Exercise objective: Starting at the line that contains "Target: asphalt road" and continuing through the end of the records, repeat those lines with "building" swapped for "structure" and everything else left the same.
** Start Recorded information **
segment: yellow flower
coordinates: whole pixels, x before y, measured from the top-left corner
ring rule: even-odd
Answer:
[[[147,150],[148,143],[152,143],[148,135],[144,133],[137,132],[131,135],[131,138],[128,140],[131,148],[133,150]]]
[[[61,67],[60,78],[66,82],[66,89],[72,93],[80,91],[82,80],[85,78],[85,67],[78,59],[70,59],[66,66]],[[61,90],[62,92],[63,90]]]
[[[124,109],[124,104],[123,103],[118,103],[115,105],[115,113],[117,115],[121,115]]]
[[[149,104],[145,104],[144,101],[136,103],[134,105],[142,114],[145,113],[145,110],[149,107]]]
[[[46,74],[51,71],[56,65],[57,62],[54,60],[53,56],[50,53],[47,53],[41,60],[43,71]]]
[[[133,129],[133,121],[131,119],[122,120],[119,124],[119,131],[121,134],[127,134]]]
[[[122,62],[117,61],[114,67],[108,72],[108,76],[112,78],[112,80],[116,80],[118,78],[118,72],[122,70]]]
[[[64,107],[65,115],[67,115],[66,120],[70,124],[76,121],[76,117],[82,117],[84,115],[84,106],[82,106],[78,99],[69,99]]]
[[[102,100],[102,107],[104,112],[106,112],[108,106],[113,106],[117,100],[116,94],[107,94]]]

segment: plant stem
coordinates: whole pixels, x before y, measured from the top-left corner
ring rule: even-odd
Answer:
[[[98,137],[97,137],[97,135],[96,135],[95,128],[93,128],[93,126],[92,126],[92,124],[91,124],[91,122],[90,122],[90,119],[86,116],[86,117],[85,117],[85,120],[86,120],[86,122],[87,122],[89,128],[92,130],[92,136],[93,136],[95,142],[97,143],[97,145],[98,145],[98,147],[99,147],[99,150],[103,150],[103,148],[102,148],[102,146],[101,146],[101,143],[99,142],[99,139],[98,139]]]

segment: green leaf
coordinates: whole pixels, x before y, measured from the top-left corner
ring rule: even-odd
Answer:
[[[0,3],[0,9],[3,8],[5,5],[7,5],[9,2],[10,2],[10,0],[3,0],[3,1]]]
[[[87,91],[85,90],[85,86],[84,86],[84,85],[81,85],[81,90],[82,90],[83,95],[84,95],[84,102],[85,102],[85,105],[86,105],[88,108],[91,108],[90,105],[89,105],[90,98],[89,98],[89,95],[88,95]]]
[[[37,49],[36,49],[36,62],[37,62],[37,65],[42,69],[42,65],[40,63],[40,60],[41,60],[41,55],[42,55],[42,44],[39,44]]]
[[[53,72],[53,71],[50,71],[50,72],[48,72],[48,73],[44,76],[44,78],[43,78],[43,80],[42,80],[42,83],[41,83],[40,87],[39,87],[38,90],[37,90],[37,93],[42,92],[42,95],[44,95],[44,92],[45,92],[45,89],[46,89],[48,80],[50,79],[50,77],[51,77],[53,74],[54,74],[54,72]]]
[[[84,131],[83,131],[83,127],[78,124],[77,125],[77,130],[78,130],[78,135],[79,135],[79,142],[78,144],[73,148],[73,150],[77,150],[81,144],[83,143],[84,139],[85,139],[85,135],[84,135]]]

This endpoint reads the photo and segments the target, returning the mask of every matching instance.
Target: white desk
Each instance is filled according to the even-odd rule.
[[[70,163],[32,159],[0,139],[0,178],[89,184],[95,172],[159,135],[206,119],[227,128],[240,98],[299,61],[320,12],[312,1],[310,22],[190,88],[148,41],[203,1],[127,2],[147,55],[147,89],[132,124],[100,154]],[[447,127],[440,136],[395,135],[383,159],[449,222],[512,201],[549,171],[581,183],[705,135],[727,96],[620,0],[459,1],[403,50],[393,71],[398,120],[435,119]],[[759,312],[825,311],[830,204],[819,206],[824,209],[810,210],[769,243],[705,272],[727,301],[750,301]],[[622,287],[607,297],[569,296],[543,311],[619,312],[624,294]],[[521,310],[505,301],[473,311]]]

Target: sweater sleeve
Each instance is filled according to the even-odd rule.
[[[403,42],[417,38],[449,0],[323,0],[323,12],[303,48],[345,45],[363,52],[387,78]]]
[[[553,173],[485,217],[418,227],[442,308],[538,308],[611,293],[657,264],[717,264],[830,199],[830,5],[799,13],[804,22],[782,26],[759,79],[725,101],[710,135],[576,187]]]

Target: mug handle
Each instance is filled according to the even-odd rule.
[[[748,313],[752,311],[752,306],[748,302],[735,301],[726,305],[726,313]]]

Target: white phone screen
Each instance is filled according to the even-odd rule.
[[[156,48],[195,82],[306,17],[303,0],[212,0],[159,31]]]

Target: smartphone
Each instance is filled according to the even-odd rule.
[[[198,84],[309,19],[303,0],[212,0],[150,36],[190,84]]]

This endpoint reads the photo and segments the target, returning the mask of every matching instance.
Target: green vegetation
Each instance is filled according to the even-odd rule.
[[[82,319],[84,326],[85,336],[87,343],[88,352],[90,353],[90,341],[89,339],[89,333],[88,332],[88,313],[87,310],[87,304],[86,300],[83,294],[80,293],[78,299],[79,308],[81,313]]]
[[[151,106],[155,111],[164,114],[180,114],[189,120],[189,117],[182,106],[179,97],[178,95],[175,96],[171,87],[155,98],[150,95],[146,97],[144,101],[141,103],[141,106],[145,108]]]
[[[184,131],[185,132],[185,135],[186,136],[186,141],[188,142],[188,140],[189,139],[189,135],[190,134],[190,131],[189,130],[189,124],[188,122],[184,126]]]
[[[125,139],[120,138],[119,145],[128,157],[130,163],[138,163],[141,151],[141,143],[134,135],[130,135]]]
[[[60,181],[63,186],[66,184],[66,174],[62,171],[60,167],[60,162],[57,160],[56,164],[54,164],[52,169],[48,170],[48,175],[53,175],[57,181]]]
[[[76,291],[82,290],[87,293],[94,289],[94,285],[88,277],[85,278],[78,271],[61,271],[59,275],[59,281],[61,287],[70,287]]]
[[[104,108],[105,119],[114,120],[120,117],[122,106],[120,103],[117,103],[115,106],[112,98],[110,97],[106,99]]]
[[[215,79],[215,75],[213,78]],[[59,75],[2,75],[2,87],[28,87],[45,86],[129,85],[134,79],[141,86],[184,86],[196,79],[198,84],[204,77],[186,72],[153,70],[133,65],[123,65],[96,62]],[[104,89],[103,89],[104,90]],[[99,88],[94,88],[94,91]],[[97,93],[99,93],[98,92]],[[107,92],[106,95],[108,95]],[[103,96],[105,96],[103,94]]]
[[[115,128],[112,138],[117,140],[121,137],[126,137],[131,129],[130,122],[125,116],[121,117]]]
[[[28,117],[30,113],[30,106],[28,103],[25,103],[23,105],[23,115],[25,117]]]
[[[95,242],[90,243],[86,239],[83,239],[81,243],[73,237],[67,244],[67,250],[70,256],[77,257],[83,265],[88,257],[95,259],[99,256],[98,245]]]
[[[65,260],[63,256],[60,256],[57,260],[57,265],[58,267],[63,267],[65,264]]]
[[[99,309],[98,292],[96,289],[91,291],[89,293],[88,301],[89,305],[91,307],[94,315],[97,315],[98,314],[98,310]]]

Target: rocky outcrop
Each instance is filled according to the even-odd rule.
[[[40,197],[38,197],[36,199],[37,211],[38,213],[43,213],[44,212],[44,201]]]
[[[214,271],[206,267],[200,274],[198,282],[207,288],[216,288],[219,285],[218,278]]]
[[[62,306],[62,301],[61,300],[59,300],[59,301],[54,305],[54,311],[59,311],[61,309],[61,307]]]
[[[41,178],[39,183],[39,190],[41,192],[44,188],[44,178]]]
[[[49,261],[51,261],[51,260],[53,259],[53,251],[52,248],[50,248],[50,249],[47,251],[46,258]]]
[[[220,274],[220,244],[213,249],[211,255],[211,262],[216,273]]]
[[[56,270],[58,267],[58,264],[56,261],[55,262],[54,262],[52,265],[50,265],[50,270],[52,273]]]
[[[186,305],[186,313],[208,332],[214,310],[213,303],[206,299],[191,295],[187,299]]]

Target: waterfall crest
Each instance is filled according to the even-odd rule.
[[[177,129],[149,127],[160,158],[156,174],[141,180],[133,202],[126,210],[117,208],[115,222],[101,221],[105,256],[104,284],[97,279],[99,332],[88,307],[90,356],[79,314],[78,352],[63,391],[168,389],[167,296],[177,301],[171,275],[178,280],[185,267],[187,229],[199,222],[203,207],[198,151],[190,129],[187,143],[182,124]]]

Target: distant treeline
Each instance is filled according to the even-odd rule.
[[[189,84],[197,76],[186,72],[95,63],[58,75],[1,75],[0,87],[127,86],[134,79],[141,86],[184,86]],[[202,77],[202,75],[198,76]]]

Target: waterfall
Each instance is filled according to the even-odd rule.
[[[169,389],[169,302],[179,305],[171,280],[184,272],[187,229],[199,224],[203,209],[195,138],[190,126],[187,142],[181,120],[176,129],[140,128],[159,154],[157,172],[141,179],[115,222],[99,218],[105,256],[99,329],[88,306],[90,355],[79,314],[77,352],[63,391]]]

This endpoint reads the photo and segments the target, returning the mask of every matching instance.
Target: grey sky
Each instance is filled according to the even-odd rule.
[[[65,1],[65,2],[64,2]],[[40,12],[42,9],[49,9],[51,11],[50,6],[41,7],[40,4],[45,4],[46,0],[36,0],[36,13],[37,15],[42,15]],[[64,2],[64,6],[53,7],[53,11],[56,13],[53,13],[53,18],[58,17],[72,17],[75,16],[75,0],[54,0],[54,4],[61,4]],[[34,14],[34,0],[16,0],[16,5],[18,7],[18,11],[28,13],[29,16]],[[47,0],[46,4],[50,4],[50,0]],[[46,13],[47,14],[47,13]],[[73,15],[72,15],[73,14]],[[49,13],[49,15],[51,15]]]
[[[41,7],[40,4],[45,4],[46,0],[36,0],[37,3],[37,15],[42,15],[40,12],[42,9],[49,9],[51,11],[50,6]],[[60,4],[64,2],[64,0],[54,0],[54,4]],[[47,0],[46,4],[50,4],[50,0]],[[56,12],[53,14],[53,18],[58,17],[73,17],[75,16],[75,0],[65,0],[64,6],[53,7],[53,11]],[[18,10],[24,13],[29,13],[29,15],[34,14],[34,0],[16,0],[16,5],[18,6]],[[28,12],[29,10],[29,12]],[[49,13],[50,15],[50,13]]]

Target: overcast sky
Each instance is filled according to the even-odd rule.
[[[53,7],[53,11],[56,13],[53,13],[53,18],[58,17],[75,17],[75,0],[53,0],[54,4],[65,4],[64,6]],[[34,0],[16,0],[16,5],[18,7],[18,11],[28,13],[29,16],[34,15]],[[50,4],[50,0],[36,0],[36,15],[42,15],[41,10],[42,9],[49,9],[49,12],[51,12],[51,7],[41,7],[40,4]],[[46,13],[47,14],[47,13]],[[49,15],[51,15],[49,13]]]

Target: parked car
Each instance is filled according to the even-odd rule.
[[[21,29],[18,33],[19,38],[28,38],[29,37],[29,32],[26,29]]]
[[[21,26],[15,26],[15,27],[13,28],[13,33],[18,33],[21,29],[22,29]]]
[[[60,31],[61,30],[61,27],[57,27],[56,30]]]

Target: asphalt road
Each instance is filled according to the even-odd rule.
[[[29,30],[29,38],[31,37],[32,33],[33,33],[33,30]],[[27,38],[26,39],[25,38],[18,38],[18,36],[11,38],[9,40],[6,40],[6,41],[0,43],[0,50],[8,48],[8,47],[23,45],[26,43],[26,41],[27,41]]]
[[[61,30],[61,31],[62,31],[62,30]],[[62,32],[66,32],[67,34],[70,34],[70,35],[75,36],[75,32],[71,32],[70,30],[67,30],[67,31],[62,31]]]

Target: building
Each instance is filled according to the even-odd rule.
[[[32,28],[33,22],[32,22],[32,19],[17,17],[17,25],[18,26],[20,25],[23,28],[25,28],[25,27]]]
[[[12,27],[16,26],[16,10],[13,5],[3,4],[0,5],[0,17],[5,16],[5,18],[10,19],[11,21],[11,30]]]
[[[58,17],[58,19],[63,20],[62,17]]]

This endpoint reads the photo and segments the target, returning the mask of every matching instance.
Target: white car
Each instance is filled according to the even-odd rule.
** End Recorded information **
Task result:
Target: asphalt road
Each instance is filled according to the even-odd rule.
[[[29,30],[29,38],[31,37],[32,33],[33,33],[33,30]],[[27,38],[26,39],[25,38],[18,38],[18,36],[11,38],[9,40],[6,40],[6,41],[0,43],[0,50],[8,48],[8,47],[23,45],[26,43],[26,41],[27,41]]]
[[[61,30],[61,31],[62,31],[62,30]],[[62,32],[66,32],[67,34],[70,34],[70,35],[75,36],[75,32],[71,32],[70,30],[67,30],[67,31],[62,31]]]

Target: structure
Each instance is filled according to the even-odd rule.
[[[32,28],[33,22],[32,22],[32,19],[17,17],[17,25],[18,26],[20,25],[23,28],[25,28],[25,27]]]
[[[12,27],[16,26],[16,10],[13,5],[3,4],[0,5],[0,17],[5,16],[5,18],[10,19],[11,21],[11,30]]]
[[[58,17],[58,19],[63,20],[62,17]]]

This endpoint reads the photo and segments the target, returning the mask of every matching instance.
Target: white car
Each instance is filled according to the even-odd rule.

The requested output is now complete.